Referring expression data
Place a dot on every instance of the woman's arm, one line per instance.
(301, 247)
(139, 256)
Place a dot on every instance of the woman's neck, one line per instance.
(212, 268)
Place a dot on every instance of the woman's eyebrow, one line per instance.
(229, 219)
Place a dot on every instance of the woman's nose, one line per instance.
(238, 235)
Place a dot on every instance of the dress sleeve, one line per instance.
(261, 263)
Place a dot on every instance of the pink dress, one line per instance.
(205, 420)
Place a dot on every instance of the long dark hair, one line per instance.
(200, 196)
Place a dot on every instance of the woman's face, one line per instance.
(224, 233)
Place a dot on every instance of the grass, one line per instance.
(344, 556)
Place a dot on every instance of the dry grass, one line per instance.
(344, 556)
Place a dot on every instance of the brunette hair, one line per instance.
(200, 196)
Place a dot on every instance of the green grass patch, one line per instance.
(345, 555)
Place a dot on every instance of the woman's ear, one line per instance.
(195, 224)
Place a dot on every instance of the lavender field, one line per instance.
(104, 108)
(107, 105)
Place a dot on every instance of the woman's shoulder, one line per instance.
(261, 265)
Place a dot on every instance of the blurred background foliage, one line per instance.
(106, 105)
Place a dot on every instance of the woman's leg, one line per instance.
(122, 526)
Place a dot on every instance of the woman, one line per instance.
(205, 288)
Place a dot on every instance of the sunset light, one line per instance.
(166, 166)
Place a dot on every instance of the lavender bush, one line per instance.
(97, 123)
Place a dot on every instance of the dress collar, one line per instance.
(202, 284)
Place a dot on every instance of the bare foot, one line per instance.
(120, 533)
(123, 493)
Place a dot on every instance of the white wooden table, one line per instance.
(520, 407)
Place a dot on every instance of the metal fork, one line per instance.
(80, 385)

EXERCISE REQUIREMENTS | Set down the line that contains "Place a dot on every instance of the metal" exactly. Do the same for each later line of the data, through the end, and add nothing.

REPLY TO THE TASK |
Place a dot on every instance of the metal fork, one line per instance.
(80, 385)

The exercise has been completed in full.